Natural-language object grounding data:
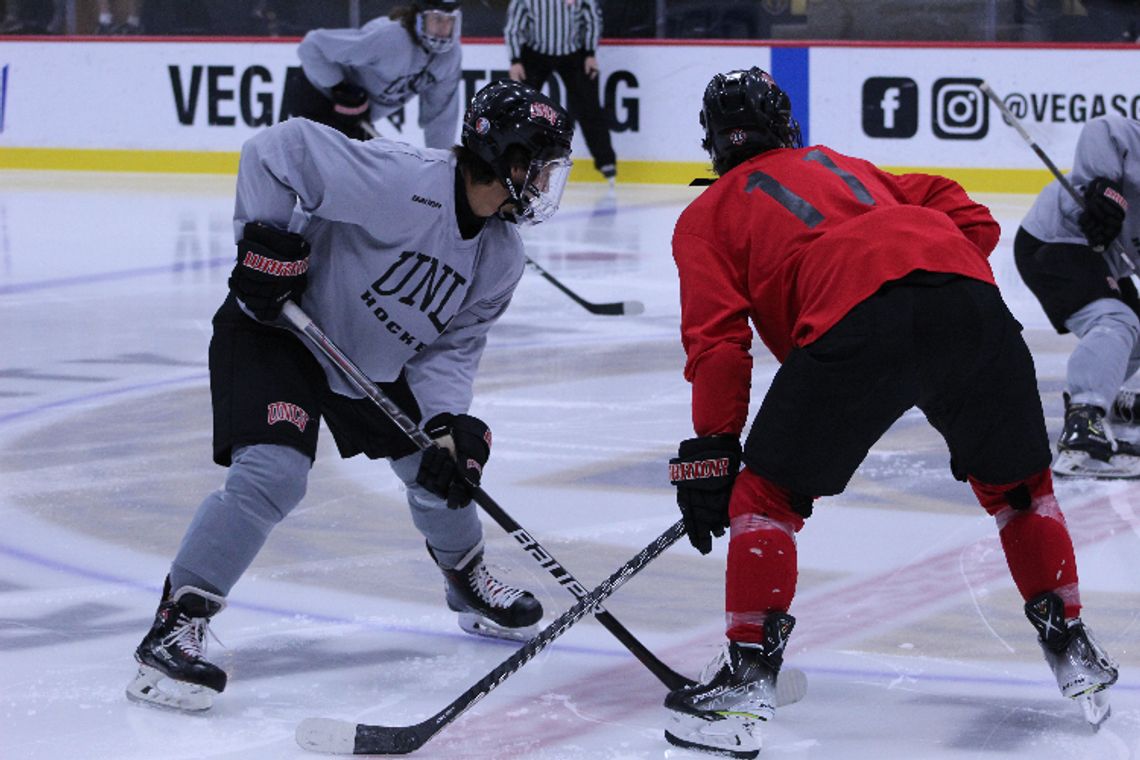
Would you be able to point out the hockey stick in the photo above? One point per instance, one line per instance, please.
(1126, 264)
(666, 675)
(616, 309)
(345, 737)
* * *
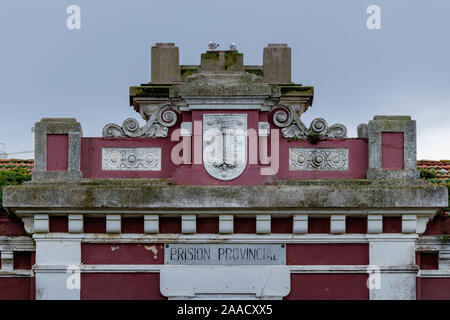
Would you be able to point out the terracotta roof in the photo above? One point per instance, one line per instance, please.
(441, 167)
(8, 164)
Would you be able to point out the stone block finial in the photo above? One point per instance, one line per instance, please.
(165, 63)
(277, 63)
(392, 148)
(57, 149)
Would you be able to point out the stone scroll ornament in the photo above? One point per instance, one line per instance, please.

- _Try it_: Give back precisely the lines above that start at the line containing "Would you be able to point out the stone block" and end at the line containing "Would you be able to point out the stone scroll", inclusive. No other lines belong in the output.

- _Worked solution_:
Would you be able to point out the stone block finial in the photo above? One point per instance, one line per instance, please.
(165, 63)
(277, 63)
(392, 148)
(57, 149)
Would you be able to point out the stone scroll ornament in the photo above? One point per instance, one line per instance, please.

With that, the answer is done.